AUSGEWÄHLTER TEXT:

Im Holzlager bei Isolith ist ständig ein Jahresvorrat an Holz für die Produktion vorrätig.
Im Holzlager bei Isolith ist ständig ein Jahresvorrat an Holz für die Produktion vorrätig.

Wer mag schon gern unter einer Kunststoffhülle leben? Diese Vorstellung lässt immer mehr Menschen umdenken und sich auf die Suche nach möglichst natürlichen Baumaterialien begeben. Auch bei Dämmstoffen, denn sie sind wesentlich für ein angenehmes Raumklima verantwortlich. Sowohl im privaten oder sozialen Wohnbau als auch bei Kommunal- oder Industriebauten suchen und finden immer mehr Leute natürliche Dämmstoffe.

Ein Dämmstoff, der preislich zwar kaum mit den günstigen aus Styropor oder anderen aus Erdölderivaten hergestellten Produkten mithalten kann, sind Leichtbauplatten aus Holzwolle. Dafür punkten sie hinsichtlich Wärmedämmung, Schall- und Brandschutz mit vielen Vorteilen.

Manfred Hattinger ist seit 1981 im Betrieb in Straßwalchen tätig.
Manfred Hattinger ist seit 1981 im Betrieb in Straßwalchen tätig.
"Unser Holz kommt ausschließlich aus der Waldverjüngung."
Manfred Hattinger
Isolith

Der einzige Produzent von mehrschichtigen Holzwolleplatten in Österreich ist Isolith in Straßwalchen. "Wir verwenden ausschließlich Holz aus nachhaltiger Waldpflege, nur das Holz, das bei der Ausdünnung und Verjüngung eines Waldes zu entnehmen ist", betont Eigentümer und Geschäftsführer Manfred Hattinger. Er führt den Familienbetrieb in zweiter Generation. "Das Holz wird nur in den Wintermonaten, von November bis Ende Februar, geschlägert. Wir kaufen es von den umliegenden Bauern und Forstbetrieben, etwa 30 Kilometer im Umkreis."

Holzwolleplatten: Nur Holzspäne, Wasser und Zement

Nach der Anlieferung und Entrindung kommt das Holz zur Trocknung ins Freilager. "Das geschieht ganz konventionell, durch Sonne und Wind, und nicht in einer Trocknungsanlage", berichtet Hattinger. Er hat im Betrieb ständig einen Jahresvorrat für die Produktion lagernd. Ist das Holz trocken, werden die Baumstämme auf 50 Zentimeter abgelängt und längs in vier verschiedene Spanbreiten gehobelt, je nach Produktgruppe von einem bis drei Millimeter. Für die Weiterverarbeitung werden die Späne unter Wasser getaucht, ausgepresst und mit Zement vermischt. Dieses Gemisch wird in Form gestreut oder bei Mehrschichtplatten auf Steinwolle aufgebracht, zu Stapeln geformt und unter Druck der ersten Trocknung zugeführt. Nach 24 Stunden werden die Platten aus der Form entnommen und etwa 21 Tage zum Aushärten im Rohmateriallager zwischengelagert. Erst dann werden die Ränder abgefräst, in Paletten verpackt und ins Auslieferungslager gebracht. "Für unsere Platten verwenden wir ausschließlich Holz, Wasser und Zement. Es kommen keinerlei sonstige Komponenten hinzu", erklärt der Fachmann.

DATENAUSZUG:
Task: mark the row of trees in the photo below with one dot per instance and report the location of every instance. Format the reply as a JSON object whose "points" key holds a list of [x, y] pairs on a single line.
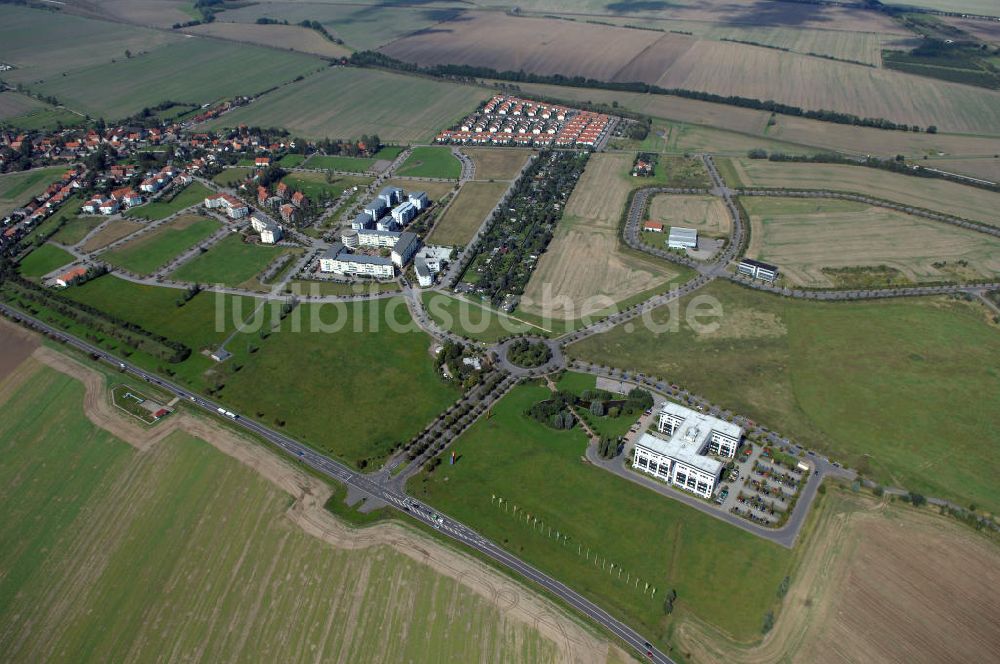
{"points": [[464, 72]]}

AUFGABEN:
a: Schreib aus dem Text über Holzwolleplatten das Stück von „Wer mag schon“ bis „mit vielen Vorteilen.“ wortgetreu ab.
b: Schreib den Text über Holzwolleplatten nach seinem letzten Satz weiter.

LÖSUNGEN:
a:
Wer mag schon gern unter einer Kunststoffhülle leben? Diese Vorstellung lässt immer mehr Menschen umdenken und sich auf die Suche nach möglichst natürlichen Baumaterialien begeben. Auch bei Dämmstoffen, denn sie sind wesentlich für ein angenehmes Raumklima verantwortlich. Sowohl im privaten oder sozialen Wohnbau als auch bei Kommunal- oder Industriebauten suchen und finden immer mehr Leute natürliche Dämmstoffe.

Ein Dämmstoff, der preislich zwar kaum mit den günstigen aus Styropor oder anderen aus Erdölderivaten hergestellten Produkten mithalten kann, sind Leichtbauplatten aus Holzwolle. Dafür punkten sie hinsichtlich Wärmedämmung, Schall- und Brandschutz mit vielen Vorteilen.

b:
Dämmplatten in verschiedenen Stärken, Farben und sogar mit Bildern bedruckt

Produziert werden Platten in verschiedenen Stärken, je nach Anwendungsbereich : Homogene Platten, also reine Holzwolleplatten, von 15 bis 100 Millimetern, sowie mehrschichtige Platten, jene in Verbindung mit Steinwolle, von 35 bis 200 Millimetern. Auch in der gröbsten Ausführung behalten sie immer ihre Eigenschaften - Wärme-, Akustik- und Brandschutz. "Die Platten haben viele Gesichter und eignen sich für viele Anwendungen." Sie können in allen gewünschten Farben gefärbt werden, für dreidimensionale Muster gefräst oder sogar mit Bildern bedruckt werden.

Holzfaserplatten können in allen möglichen Farben homogen oder mehrschichtig hergestellt werden.
Holzfaserplatten können in allen möglichen Farben homogen oder mehrschichtig hergestellt werden.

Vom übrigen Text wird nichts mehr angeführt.